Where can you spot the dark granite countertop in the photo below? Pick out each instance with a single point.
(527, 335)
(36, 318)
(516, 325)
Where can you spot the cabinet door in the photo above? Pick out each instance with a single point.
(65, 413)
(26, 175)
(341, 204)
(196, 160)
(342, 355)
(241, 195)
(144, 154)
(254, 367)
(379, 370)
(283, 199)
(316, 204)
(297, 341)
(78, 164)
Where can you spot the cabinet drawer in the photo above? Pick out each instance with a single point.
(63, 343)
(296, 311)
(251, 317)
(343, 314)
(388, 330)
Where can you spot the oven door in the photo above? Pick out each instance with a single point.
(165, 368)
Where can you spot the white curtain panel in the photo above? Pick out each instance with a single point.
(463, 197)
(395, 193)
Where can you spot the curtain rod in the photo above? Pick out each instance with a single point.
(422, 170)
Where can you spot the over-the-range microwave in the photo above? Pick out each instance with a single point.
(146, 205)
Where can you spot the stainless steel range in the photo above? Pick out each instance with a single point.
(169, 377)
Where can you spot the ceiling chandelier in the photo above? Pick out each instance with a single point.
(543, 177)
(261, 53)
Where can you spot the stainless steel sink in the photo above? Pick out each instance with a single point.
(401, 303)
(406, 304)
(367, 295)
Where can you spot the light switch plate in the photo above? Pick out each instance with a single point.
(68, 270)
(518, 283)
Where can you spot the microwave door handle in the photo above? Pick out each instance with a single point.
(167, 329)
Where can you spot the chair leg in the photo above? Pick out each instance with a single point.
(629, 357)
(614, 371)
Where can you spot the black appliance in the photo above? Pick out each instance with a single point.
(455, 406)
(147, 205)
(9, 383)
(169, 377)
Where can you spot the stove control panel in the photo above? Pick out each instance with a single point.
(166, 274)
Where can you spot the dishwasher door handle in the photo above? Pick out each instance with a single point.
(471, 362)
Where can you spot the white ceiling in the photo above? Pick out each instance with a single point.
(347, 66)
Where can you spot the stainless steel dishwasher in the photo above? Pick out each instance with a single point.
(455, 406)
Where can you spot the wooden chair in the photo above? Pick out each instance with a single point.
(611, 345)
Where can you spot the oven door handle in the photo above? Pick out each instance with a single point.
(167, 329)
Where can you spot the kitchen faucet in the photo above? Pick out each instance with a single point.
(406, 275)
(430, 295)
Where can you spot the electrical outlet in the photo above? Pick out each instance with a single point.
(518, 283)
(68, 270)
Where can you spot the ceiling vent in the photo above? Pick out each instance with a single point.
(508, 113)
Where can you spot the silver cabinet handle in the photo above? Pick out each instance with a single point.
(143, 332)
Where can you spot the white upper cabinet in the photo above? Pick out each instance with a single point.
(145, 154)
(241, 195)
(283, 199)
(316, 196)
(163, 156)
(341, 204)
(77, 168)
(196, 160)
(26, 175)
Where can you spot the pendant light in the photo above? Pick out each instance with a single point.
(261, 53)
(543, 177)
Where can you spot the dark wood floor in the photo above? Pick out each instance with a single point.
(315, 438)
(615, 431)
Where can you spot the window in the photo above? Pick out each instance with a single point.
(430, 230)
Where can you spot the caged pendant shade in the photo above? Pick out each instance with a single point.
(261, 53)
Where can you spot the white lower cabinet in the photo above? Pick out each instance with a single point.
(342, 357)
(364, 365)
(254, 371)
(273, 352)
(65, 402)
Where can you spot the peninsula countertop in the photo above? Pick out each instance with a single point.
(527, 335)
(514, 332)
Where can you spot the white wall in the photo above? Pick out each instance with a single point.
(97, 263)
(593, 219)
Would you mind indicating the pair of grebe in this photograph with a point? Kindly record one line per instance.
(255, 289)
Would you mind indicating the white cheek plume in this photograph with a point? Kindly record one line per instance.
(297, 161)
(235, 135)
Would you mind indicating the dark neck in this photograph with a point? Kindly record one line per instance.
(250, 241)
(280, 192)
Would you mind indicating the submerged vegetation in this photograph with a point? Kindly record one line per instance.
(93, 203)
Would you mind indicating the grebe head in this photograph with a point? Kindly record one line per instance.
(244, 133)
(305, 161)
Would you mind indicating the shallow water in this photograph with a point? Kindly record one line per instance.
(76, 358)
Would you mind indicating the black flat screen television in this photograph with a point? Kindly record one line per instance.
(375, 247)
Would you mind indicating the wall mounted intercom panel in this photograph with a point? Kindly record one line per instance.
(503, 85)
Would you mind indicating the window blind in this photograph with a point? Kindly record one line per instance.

WHAT THE TASK ASKS — Each entry above is to be transcribed word for word.

ANSWER —
Where can you spot the dark granite countertop in the photo below? Pick out each instance with a single point.
(527, 335)
(36, 318)
(516, 325)
Where can you spot the cabinet door in the photo above? Pick out each instance with a single point.
(65, 413)
(26, 175)
(341, 204)
(196, 160)
(342, 355)
(241, 195)
(144, 154)
(254, 367)
(379, 370)
(283, 199)
(316, 204)
(297, 341)
(78, 164)
Where can you spot the cabinet drawer in the photo above? Pick out each instance with a single point.
(63, 343)
(296, 311)
(251, 317)
(343, 314)
(388, 330)
Where can you spot the oven door in the photo above? Pick out each instance with a single point.
(165, 368)
Where can you spot the white curtain panel in the photo above? Pick out each instance with a single point.
(463, 197)
(395, 193)
Where can you spot the curtain rod in the photo above? Pick out each instance with a single point.
(422, 170)
Where can you spot the over-the-range microwave in the photo above? Pick out each instance with a single point.
(146, 205)
Where can you spot the stainless steel range in the photo above? Pick out each instance with a single point.
(169, 377)
Where can you spot the ceiling chandelier in the photo above? Pick out each instance with a single point.
(543, 177)
(261, 53)
Where can you spot the stainless steel sink in the photo above? Pick out each instance with a single point.
(401, 303)
(406, 304)
(367, 295)
Where can you spot the light switch plate in the photo above? Pick out each instance with a single point.
(68, 270)
(518, 283)
Where can you spot the microwave door handle in the photo above? Pick out each instance with a single point.
(167, 329)
Where can you spot the chair leg in the photo above? Pick out each instance with a single point.
(629, 357)
(614, 371)
Where can you spot the black appliance in the photo above? Pick out each instance with a single point.
(455, 406)
(147, 205)
(9, 383)
(169, 377)
Where can you spot the stove control panel in the photo above? Pick out each instance with a single point.
(166, 274)
Where can you spot the dishwasher door handle in the photo above? Pick out each instance with a single point.
(471, 362)
Where can you spot the white ceiling in the photo above? Pick out each instance with a single point.
(347, 66)
Where can you spot the stainless steel dishwasher in the photo above? Pick out each instance with a single point.
(455, 406)
Where can you spot the wooden chair in the photo above? Pick out each instance with a single point.
(611, 345)
Where can you spot the oven door handle in the photo above? Pick out each instance with a single point.
(167, 329)
Where can you spot the kitchen faucet in the photo above? Pick out each instance with a single point.
(406, 275)
(430, 295)
Where can you spot the electrical outlet in the photo above? Pick out each instance with a single point.
(518, 283)
(68, 270)
Where can you spot the ceiling vent in the photo above? Pick out each instance with a single point.
(508, 113)
Where can you spot the silver cabinet handle in the photo above? Pick out each instance with a single point.
(143, 332)
Where can you spot the white upper cabinet in the photo above? Pick out each instance with a single point.
(145, 154)
(241, 195)
(283, 199)
(316, 196)
(163, 156)
(341, 204)
(77, 168)
(196, 160)
(26, 175)
Where can you spot the pendant light in the photo above? Pick out each instance with a single point.
(261, 53)
(543, 177)
Where can you spot the dark wood floor in the photo above? Pick out each instance with a single point.
(315, 438)
(615, 431)
Where can you spot the window in the photo above? Pick out each instance with a single point.
(430, 230)
Where can you spot the caged pendant shade in the photo above? Pick out each instance with a single point.
(261, 53)
Where can you spot the white lower cabinet in the photo above? Pick out each instance with a single point.
(342, 357)
(364, 365)
(254, 371)
(273, 352)
(65, 402)
Where can you spot the peninsula countertop in the photo above? Pick out each instance with a single point.
(527, 335)
(514, 332)
Where can you spot the white wall in the photo above? Pick out each instance with a single point.
(97, 263)
(593, 219)
Would you mind indicating the pair of grebe in this photograph with a point? Kindly record one line per instance.
(255, 289)
Would you mind indicating the white cheek plume in this photograph with a point? Kindly record one line per instance.
(297, 161)
(235, 135)
Would you mind indicating the dark neck in this photograph with a point? Kindly record one line per instance.
(250, 241)
(280, 192)
Would you mind indicating the submerged vegetation in this photograph with a point? Kindly record one line per instance.
(93, 203)
Would you mind indicating the grebe head in this photograph with a point? Kindly record one line per instance.
(244, 133)
(305, 161)
Would you mind indicating the shallow water in this photograph with a point? Kindly record one line per instance.
(76, 358)
Would you mind indicating the black flat screen television in this photograph with a point? Kindly record one line per instance.
(375, 247)
Would you mind indicating the wall mounted intercom panel in this photograph with a point? Kindly record one line per instance.
(503, 85)
Would you mind indicating the window blind in this photograph with a point? Kindly record one line per instance.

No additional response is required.